SUPPLIED INFORMATION »

==========

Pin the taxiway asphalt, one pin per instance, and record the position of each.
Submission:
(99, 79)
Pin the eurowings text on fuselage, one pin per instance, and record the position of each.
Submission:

==========

Copy out all of the lines above word for word, without changing anything.

SOLUTION »
Pin the taxiway asphalt, one pin per instance, and record the position of each.
Submission:
(99, 79)
Pin the eurowings text on fuselage, one pin per instance, and record the position of each.
Submission:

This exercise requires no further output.